=== Problem requirements ===
Which lines of the listing below contain the word "tree"? Show each of those lines in full.
***** Input *****
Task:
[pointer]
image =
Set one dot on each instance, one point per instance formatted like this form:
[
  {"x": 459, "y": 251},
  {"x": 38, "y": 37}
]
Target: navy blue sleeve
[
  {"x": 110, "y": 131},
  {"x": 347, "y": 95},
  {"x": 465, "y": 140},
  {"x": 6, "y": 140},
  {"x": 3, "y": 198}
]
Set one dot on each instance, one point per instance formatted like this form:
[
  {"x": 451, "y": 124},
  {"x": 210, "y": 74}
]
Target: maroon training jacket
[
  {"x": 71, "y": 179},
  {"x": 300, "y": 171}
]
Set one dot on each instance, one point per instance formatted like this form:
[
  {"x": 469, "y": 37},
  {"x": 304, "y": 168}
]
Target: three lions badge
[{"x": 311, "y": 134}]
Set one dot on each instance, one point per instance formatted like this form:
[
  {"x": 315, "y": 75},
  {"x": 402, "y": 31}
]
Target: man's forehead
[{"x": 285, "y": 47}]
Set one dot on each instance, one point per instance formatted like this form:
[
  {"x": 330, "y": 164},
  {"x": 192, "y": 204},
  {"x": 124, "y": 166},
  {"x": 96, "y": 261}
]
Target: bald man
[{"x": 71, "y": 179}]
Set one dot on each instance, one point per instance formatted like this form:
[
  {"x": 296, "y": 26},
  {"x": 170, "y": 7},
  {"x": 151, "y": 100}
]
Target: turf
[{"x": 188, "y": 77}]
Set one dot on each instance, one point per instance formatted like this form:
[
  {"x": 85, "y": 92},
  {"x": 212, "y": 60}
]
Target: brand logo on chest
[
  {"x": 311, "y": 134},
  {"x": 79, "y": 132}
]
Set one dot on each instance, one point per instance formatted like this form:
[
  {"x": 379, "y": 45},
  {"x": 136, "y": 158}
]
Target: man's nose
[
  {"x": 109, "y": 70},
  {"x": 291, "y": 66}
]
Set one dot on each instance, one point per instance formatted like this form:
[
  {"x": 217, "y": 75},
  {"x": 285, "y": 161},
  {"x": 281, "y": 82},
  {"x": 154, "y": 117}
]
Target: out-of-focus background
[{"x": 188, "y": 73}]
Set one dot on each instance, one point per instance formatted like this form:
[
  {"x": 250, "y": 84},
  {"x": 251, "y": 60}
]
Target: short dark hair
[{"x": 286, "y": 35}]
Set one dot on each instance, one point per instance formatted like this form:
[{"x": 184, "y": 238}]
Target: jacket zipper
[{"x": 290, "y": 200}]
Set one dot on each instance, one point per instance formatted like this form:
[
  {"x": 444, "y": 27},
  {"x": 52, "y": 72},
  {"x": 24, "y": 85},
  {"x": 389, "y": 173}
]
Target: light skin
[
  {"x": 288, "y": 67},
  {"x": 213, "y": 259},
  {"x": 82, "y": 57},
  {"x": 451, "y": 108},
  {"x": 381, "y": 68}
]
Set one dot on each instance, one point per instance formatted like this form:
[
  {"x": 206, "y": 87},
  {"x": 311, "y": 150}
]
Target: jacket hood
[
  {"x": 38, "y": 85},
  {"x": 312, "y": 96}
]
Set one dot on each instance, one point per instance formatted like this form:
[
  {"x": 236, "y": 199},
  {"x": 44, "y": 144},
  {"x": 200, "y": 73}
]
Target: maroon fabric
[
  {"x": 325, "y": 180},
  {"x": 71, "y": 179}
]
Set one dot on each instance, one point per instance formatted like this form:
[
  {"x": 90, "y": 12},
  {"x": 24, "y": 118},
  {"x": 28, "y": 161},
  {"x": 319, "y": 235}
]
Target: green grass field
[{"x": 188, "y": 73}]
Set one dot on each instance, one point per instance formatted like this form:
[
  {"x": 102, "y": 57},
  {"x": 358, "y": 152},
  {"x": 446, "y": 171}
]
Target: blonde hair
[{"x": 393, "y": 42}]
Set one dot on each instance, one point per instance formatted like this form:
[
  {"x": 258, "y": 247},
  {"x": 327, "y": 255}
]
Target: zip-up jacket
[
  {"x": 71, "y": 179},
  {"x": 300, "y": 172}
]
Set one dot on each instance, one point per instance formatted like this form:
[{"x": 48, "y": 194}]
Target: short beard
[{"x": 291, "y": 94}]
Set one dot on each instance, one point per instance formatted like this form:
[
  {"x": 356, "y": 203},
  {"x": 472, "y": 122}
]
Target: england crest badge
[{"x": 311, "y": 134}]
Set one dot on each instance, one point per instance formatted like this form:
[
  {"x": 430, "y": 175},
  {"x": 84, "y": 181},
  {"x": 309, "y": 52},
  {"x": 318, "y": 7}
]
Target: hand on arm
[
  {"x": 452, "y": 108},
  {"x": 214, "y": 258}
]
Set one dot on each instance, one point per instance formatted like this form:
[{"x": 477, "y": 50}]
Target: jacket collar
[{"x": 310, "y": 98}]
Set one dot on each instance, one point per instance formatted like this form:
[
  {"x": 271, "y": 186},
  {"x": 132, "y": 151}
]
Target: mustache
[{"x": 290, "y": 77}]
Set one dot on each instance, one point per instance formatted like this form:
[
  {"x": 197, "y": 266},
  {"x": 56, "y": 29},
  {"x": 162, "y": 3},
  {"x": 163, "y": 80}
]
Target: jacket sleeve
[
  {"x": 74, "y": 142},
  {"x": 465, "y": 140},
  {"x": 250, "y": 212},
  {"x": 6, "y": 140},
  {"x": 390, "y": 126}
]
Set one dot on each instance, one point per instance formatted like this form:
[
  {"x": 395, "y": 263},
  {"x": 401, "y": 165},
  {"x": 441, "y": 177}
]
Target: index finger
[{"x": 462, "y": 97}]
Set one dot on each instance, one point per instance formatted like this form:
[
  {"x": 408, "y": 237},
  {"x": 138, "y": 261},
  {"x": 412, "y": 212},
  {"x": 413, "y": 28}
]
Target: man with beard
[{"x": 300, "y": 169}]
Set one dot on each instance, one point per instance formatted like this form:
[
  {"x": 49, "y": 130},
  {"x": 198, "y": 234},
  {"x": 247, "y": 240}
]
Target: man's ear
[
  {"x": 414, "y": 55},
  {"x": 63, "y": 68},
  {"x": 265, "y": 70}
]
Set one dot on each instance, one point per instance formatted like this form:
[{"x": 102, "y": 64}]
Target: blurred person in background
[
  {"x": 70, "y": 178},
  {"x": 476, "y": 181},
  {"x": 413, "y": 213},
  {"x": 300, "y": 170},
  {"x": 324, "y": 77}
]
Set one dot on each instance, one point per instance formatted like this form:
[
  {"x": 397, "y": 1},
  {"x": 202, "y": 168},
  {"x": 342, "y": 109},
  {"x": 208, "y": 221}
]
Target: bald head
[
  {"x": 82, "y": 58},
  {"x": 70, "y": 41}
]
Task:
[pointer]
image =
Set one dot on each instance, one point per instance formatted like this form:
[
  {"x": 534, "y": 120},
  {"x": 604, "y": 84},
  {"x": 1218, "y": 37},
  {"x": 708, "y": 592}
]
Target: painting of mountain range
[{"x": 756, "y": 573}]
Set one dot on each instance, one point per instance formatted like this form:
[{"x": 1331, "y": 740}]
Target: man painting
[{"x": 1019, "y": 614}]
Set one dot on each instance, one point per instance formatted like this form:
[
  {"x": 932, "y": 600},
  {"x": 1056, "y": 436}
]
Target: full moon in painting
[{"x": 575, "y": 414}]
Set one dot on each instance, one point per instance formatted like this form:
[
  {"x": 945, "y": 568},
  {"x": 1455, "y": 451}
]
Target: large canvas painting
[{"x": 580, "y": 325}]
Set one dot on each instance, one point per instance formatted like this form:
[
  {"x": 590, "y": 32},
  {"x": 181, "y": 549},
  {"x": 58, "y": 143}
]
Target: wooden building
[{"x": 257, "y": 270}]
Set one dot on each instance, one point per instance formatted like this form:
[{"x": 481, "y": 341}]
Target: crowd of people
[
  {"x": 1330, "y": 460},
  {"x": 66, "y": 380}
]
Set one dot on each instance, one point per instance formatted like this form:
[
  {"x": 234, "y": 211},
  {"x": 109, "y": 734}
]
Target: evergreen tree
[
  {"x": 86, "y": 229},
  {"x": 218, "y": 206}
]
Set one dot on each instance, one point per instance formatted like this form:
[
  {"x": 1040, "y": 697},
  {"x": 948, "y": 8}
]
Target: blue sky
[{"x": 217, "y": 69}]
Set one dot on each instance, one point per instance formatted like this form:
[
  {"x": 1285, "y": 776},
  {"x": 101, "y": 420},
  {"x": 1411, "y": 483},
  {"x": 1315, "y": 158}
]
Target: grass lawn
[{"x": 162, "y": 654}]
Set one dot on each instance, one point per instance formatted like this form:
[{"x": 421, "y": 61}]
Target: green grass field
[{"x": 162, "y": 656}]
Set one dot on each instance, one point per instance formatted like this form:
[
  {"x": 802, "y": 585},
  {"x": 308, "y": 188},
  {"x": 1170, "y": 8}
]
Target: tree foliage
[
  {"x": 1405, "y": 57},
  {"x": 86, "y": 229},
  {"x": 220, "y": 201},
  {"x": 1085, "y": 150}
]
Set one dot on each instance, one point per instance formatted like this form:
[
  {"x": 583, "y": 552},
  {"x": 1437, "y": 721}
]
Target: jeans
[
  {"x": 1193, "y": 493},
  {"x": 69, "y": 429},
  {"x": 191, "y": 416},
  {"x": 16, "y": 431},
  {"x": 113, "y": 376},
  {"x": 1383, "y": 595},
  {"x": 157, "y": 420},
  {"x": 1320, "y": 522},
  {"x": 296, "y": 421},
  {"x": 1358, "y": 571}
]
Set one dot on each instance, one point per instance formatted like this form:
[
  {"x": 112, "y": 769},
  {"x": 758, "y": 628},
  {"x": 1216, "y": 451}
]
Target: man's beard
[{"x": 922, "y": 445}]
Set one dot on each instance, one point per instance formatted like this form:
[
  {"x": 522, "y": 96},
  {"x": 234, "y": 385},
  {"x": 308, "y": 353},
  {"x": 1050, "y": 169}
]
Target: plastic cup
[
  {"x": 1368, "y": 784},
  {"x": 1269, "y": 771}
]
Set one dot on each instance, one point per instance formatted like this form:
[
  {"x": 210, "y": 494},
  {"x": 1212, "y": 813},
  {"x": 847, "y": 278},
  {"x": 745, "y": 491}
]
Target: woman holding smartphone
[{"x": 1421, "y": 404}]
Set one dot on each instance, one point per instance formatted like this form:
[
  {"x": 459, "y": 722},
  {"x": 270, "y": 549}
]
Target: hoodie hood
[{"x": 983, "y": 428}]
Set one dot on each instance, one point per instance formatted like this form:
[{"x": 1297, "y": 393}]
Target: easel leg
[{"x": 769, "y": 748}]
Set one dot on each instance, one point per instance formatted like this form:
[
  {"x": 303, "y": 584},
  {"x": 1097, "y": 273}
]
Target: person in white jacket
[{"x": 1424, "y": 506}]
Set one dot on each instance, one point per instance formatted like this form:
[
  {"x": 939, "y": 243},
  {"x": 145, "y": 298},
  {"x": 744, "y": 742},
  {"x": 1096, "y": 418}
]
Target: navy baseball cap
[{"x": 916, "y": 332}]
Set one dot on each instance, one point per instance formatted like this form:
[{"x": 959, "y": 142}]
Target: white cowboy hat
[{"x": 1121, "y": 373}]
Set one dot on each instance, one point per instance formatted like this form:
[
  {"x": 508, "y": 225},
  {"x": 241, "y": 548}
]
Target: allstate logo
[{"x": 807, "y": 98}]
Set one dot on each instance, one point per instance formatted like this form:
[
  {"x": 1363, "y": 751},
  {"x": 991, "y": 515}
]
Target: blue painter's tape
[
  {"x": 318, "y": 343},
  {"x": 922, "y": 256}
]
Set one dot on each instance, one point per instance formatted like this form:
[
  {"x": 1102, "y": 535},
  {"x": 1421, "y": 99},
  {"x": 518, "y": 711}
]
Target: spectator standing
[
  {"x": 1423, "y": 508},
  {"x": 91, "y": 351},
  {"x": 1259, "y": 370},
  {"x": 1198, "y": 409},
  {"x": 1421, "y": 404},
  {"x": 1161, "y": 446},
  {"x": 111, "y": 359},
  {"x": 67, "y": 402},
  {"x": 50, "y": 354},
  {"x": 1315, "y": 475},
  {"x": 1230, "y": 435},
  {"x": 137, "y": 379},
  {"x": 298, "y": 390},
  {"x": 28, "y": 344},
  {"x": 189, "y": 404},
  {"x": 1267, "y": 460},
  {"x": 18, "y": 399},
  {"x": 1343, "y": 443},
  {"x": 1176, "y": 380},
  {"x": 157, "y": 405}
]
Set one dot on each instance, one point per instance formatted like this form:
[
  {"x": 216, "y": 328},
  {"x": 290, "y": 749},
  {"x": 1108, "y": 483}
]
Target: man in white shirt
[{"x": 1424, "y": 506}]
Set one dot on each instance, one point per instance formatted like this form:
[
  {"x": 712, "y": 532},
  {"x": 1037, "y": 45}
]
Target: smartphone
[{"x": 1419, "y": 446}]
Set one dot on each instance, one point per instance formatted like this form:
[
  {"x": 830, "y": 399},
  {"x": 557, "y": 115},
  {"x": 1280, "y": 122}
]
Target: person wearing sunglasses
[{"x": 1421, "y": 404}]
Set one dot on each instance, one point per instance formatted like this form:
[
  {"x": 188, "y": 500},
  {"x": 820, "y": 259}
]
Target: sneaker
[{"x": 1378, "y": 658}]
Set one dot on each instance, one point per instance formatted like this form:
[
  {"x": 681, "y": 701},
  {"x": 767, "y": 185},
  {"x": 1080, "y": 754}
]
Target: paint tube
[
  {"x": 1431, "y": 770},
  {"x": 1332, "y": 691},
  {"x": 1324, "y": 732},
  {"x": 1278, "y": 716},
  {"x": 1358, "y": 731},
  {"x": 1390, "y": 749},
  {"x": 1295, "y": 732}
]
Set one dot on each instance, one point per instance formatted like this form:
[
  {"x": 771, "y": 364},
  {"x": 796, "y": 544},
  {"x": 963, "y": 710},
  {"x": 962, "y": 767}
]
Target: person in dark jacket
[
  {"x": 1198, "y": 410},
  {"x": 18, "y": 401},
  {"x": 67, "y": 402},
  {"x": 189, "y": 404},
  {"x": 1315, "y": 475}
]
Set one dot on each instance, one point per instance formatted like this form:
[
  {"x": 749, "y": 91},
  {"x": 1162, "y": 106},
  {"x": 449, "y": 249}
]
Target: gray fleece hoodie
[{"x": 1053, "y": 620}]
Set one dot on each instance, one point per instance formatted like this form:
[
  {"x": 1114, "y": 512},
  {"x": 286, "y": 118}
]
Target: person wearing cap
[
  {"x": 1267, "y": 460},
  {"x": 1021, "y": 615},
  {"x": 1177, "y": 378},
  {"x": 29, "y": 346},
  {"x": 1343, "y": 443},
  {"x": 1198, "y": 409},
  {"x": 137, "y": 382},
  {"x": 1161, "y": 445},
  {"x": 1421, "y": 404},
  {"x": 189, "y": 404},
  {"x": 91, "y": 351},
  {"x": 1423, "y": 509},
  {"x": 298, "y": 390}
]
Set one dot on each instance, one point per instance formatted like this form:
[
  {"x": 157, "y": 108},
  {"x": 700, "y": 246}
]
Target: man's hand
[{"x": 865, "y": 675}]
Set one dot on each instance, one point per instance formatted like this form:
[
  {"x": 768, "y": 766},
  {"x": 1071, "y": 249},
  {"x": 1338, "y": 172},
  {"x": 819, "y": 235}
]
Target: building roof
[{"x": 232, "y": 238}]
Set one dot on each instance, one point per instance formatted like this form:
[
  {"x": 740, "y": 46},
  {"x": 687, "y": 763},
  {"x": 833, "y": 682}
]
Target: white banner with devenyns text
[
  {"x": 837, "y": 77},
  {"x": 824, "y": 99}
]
*****
=== Task solution ===
Target: evergreen tree
Target: tree foliage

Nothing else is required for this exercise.